(TEXT PASSAGE):
§
STUDIO: Criterion | DIRECTOR: Robert Bresson | CAST: François Leterrier, Charles Le Clainche, Maurice Beerblock, Roland Monod
RELEASE DATE: 3/26/13 | PRICE: DVD 29.95, Blu-ray $39.95
BONUSES: “Bresson: Without a Trace,” “The Road to Bresson,” “The Essence of Forms,” “Functions of Film Sound”
SPECS: NR | 101 min. | Foreign language drama | 1:33 | monaural | French with English subtitles
The star of the 1956 Robert Bresson classic A Man Escaped, François Leterrier, gets right to the heart of the matter when he answers his own question in a supplement included in this two-disc set: “Would he [Bresson] have liked having DVD bonus material? I don’t think so!”
Whether or not the late, great innovator would have disapproved (of course he would’ve), this release includes a quartet of documentaries that shed much light on his creative process. The film they accompany is one of Bresson’s masterpieces, a picture that gets fresher with age.
Set in 1943, the film revolves around a French resistance fighter named Fontaine (Leterrier) who plots to escape a German military prison before his death sentence is carried out. (The French title translates as “A Man Condemned to Death Escapes, or: The Wind Bloweth Where It Listeth”). Given Bresson’s famously austere approach, it might seem incongruous to declare that the film is one of the most exciting prison-escape movies ever made, but it most definitely is.
The reason the film retains its power is the eternal “mystery” of Bresson’s oeuvre — namely, how such minimalist works can evoke so much emotion. He outlined his methods in interviews and in his book of filmmaking rules/aphorisms Notes on Cinematography. Taken individually, all of his “effects” — oblique camerawork, key actions left offscreen, the training of nonprofessional actors to “erase emotion” — would seem likely to alienate viewers. Instead, Bresson’s best work, including A Man Escaped, draws the viewer in and makes him or her feel what the protagonist feels, physically and emotionally.
§
(SET EXERCISE A):
In what year is the film described in the review set?
(SET EXERCISE B):
Copy out a part of the review word for word, starting at the words "The reason the" and ending after "physically and emotionally.".

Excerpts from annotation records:
§
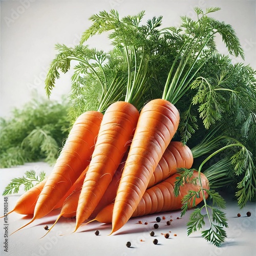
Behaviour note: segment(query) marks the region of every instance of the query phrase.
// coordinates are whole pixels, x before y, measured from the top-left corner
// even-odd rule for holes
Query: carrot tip
[[[15,230],[14,232],[13,232],[10,236],[11,236],[12,234],[14,234],[14,233],[15,233],[17,231],[20,230],[20,229],[22,229],[24,227],[25,227],[26,226],[27,226],[28,225],[29,225],[30,223],[32,223],[35,220],[35,218],[34,217],[28,223],[27,223],[26,224],[25,224],[24,226],[23,226],[22,227],[20,227],[19,228],[18,228],[16,230]]]
[[[1,216],[0,219],[1,219],[1,218],[6,217],[7,215],[9,215],[10,214],[11,214],[11,212],[13,212],[13,211],[14,211],[14,209],[12,210],[11,211],[9,211],[9,212],[5,214],[5,215],[4,215],[3,216]]]

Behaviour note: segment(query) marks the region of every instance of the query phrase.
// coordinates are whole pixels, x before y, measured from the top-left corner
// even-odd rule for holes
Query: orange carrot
§
(EXERCISE RESPONSE A):
1943

(EXERCISE RESPONSE B):
The reason the film retains its power is the eternal “mystery” of Bresson’s oeuvre — namely, how such minimalist works can evoke so much emotion. He outlined his methods in interviews and in his book of filmmaking rules/aphorisms Notes on Cinematography. Taken individually, all of his “effects” — oblique camerawork, key actions left offscreen, the training of nonprofessional actors to “erase emotion” — would seem likely to alienate viewers. Instead, Bresson’s best work, including A Man Escaped, draws the viewer in and makes him or her feel what the protagonist feels, physically and emotionally.